**SOURCE INFORMATION:**
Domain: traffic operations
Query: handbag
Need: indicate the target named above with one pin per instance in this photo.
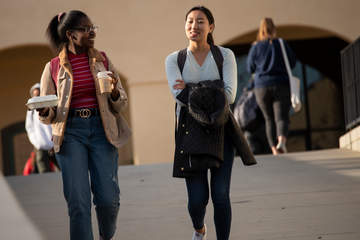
(294, 81)
(247, 112)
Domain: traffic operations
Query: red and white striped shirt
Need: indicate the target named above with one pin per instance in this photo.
(83, 92)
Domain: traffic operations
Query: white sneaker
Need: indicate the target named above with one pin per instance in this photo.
(281, 147)
(200, 236)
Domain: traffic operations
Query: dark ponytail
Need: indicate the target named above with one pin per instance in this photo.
(209, 16)
(56, 30)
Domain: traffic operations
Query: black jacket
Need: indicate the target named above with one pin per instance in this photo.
(202, 125)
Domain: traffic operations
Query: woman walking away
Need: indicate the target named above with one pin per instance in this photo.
(87, 124)
(203, 79)
(272, 87)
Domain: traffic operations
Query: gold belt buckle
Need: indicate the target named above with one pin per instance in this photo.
(84, 113)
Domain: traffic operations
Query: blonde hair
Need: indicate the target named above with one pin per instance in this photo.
(267, 30)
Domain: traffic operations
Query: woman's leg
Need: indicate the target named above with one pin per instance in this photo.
(73, 161)
(103, 166)
(282, 106)
(198, 197)
(264, 98)
(220, 192)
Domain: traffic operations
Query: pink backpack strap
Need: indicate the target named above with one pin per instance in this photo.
(54, 68)
(105, 62)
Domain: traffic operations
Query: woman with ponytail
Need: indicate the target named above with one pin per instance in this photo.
(199, 66)
(87, 125)
(271, 83)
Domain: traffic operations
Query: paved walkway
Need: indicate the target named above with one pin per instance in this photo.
(300, 196)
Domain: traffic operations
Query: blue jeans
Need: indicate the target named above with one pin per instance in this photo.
(85, 150)
(198, 194)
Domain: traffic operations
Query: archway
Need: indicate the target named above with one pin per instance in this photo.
(321, 121)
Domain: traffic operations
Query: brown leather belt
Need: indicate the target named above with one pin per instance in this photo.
(84, 112)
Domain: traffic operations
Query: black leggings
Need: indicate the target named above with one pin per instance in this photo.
(274, 102)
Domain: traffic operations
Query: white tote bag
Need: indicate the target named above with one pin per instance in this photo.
(294, 81)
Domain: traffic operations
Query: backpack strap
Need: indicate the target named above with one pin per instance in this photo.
(219, 58)
(105, 62)
(181, 59)
(54, 69)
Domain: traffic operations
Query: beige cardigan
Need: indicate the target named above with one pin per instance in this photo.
(115, 126)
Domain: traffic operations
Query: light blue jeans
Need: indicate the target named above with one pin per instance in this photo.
(85, 150)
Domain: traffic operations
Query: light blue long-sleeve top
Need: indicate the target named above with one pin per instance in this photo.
(194, 73)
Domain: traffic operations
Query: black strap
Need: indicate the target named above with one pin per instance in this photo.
(181, 59)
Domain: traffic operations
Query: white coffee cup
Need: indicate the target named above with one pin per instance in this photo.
(104, 81)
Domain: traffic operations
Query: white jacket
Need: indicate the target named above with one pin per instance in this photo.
(38, 133)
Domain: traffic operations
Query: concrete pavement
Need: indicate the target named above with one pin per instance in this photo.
(298, 196)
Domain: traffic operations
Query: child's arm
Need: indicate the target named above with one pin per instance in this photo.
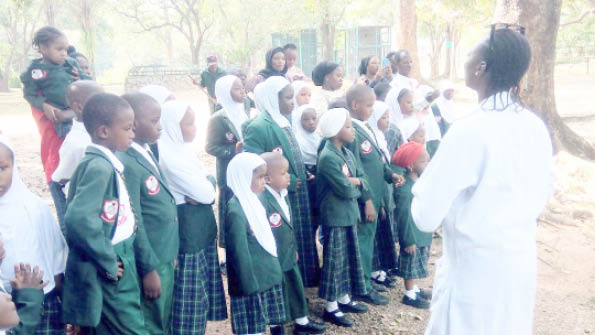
(84, 227)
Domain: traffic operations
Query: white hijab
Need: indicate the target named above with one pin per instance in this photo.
(272, 86)
(239, 179)
(157, 92)
(29, 232)
(308, 142)
(380, 108)
(184, 171)
(233, 110)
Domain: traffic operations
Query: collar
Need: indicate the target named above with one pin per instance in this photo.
(110, 156)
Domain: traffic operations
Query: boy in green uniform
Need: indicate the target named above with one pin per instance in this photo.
(101, 288)
(360, 100)
(149, 193)
(274, 200)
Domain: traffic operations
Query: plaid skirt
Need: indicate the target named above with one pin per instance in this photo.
(198, 292)
(342, 271)
(414, 266)
(252, 313)
(385, 248)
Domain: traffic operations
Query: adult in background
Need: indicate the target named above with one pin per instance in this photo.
(487, 185)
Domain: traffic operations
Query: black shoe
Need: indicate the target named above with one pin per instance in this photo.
(277, 330)
(311, 328)
(352, 307)
(374, 298)
(426, 295)
(417, 303)
(342, 321)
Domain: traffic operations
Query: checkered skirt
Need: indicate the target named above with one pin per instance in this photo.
(342, 271)
(414, 266)
(198, 292)
(251, 314)
(301, 216)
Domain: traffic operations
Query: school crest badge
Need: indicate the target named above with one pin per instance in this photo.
(345, 170)
(110, 211)
(152, 185)
(366, 147)
(37, 74)
(275, 220)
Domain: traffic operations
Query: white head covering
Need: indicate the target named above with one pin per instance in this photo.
(29, 232)
(332, 121)
(233, 110)
(408, 127)
(184, 171)
(380, 108)
(308, 142)
(157, 92)
(272, 86)
(239, 179)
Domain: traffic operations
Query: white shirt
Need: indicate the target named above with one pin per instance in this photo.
(72, 151)
(486, 185)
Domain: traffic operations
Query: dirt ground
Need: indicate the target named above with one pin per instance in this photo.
(566, 235)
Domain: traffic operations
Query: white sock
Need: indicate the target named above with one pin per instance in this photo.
(344, 299)
(302, 321)
(333, 307)
(411, 294)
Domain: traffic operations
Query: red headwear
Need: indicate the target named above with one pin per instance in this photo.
(407, 154)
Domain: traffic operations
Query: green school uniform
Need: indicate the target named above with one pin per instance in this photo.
(378, 174)
(93, 295)
(149, 192)
(294, 296)
(250, 268)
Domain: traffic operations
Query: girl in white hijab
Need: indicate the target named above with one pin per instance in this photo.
(29, 234)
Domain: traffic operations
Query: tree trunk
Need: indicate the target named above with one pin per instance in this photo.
(542, 19)
(405, 26)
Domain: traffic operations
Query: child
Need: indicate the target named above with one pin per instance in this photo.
(157, 238)
(385, 252)
(254, 273)
(75, 143)
(101, 288)
(274, 199)
(29, 234)
(46, 78)
(415, 244)
(271, 131)
(339, 184)
(360, 100)
(198, 292)
(225, 137)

**TASK BRIEF:** Give back the data verbatim. The pictures are not part of the copy.

**ANSWER:**
Domain: traffic operations
Query: handbag
Need: indicate the target named above with one pin per instance in this photo.
(294, 81)
(247, 112)
Domain: traffic operations
Query: red and white striped shirt
Need: indicate the target named above with one pin per instance in this photo.
(83, 92)
Domain: traffic operations
Query: white sneaker
Need: indicate the target named above with one pin per instance in this photo.
(281, 147)
(200, 236)
Domain: traffic operations
Query: dark ponytail
Need: indicate the target named above with one pin per instance in this photo.
(209, 16)
(56, 30)
Domain: traffic operations
Query: black jacket
Need: indicate the target named above with one pin per instance in this photo.
(202, 125)
Domain: traffic operations
Query: woman walking away
Need: indicate the target named above with one pin per instance in this photo.
(87, 124)
(203, 79)
(272, 87)
Domain: traffic operations
Query: gold belt buckle
Need: indicate the target named above with one pin per instance in this photo.
(84, 113)
Domain: traffic operations
Query: blonde hair
Need: indicate the target named above with one pin per instance in this photo.
(267, 30)
Domain: traffic operations
Query: woman's leg
Need: indicate the target named above with one pin per instance in this photo.
(73, 161)
(103, 166)
(282, 106)
(198, 197)
(264, 98)
(220, 192)
Domain: traffic operations
Query: pink backpack strap
Need: indicate the target named above with one pin per instance in this photo.
(54, 68)
(105, 62)
Domain: traffic operations
Query: woman with ponytail
Need: indicate the target named above with one pin per instance in this photo.
(199, 66)
(87, 125)
(271, 83)
Domain: traffic operations
Query: paved walkway
Need: indicate the target named above with one pin per instance in this photo.
(300, 196)
Domain: traffic operations
Query: blue jeans
Need: indicate the target named above with one pin per instance in this photo.
(85, 150)
(198, 194)
Domain: traffic operations
Query: archway
Need: indicate the target named above with one pin per instance in this photo.
(321, 121)
Domain: traffic operations
Query: brown leather belt
Need: indicate the target named above with one pin per instance in this photo.
(84, 112)
Domain: traffic operations
Query: black leggings
Need: indicate the target named above with one pin per instance in this photo.
(274, 102)
Domain: traffic operations
Query: white tote bag
Need: indicate the target named above with one pin per instance in this photo.
(294, 81)
Domain: traffic operations
Query: backpack strap
Need: indicate the target named above with one pin per instance in this photo.
(219, 58)
(105, 62)
(181, 59)
(54, 69)
Domain: traffic operations
Query: beige cardigan
Need: indicate the target named above with one pin per instance in this photo.
(115, 126)
Domain: traffic operations
Query: light blue jeans
Need: indicate the target named above with one pin per instance in this photo.
(85, 150)
Domain: traffic operations
Query: light blue long-sleeve top
Need: indicate the target named above with one pin per instance in this photo.
(194, 73)
Domain: traffic operations
Query: black strap
Need: indicate the target named above with one pin per instance in this photo.
(181, 59)
Domain: traffic operations
Query: white coffee cup
Need: indicate the target named above with one pin per instance in this photo.
(104, 81)
Domain: traffic operations
Query: white jacket
Need: indicate the target named above with one pin per instance in this photo.
(38, 133)
Domain: traffic operations
Query: concrete pavement
Need: indicate the target named above with one pin per instance in this photo.
(298, 196)
Domain: traffic operations
Query: child's arm
Need: indicate the target named above with one pin per instance in this photo.
(84, 227)
Domain: traffic operations
Query: white hijab
Need: indicate the target named above with one pin per instance in this photo.
(272, 86)
(239, 179)
(157, 92)
(29, 232)
(308, 142)
(380, 108)
(184, 171)
(233, 110)
Domain: traffic operations
Query: collar
Need: indicate the target named above with one pin per instance in this photo.
(110, 156)
Domain: traffic operations
Query: boy in green uniform
Need: indicate the target named above with one pin per instance in this photo.
(101, 288)
(360, 100)
(149, 193)
(274, 200)
Domain: traffic operations
Query: plaid skirt
Need: indicate the target named above with one pin per instance in this photo.
(198, 292)
(342, 271)
(414, 266)
(252, 313)
(385, 248)
Domain: traffic operations
Query: adult in background
Need: indicate the target named above with one pin per instance in this photo.
(487, 185)
Domain: traffic operations
Query: black shoe
Need: indicate the target named above with one pin per instance in this photo.
(277, 330)
(311, 328)
(352, 307)
(374, 298)
(426, 295)
(417, 303)
(342, 321)
Domain: traffic operations
Query: checkered skirt
Need: indicate the target named above with one pin per instance in this photo.
(342, 271)
(414, 266)
(198, 292)
(251, 314)
(301, 216)
Domain: traffic operations
Query: school crest badge
Need: indicate the target named above with one pin per instance in this photo.
(345, 170)
(110, 211)
(152, 185)
(366, 147)
(37, 74)
(275, 220)
Domain: traffic operations
Query: white head covering
Need: indicate the target named above with one pin per instance in this photo.
(29, 232)
(332, 121)
(233, 110)
(408, 127)
(184, 171)
(380, 108)
(308, 142)
(157, 92)
(272, 86)
(239, 179)
Domain: traffic operations
Query: white shirt
Need: indicate the target named above with one pin per instance in this photo.
(72, 151)
(486, 185)
Domain: traffic operations
Query: dirt ground
Need: indicate the target named above with one pin per instance in this photo.
(566, 235)
Domain: traffic operations
Query: white sock
Need: indicate the target named above with one pin per instance in this photo.
(344, 299)
(302, 321)
(333, 307)
(411, 294)
Domain: traffic operations
Query: red headwear
Need: indicate the target named above with one pin per instance in this photo.
(407, 154)
Domain: traffic operations
Query: green school uniform
Need: indicate the target named above with one pin per instance in this photo.
(378, 174)
(93, 295)
(149, 192)
(294, 296)
(250, 268)
Domain: traffic operations
Query: girl in white hijab
Need: indicate the target named above with one pin per instance in this photo.
(29, 234)
Domain: traffic operations
Query: tree trunk
Need: indicate the target named above with one pin per instance in this photo.
(542, 19)
(405, 26)
Domain: traffic operations
Query: child
Need: indicate the target named above with one pin per instance in this photo.
(157, 238)
(385, 252)
(254, 273)
(75, 143)
(101, 288)
(274, 199)
(29, 234)
(46, 78)
(415, 244)
(271, 131)
(339, 184)
(360, 100)
(198, 292)
(225, 137)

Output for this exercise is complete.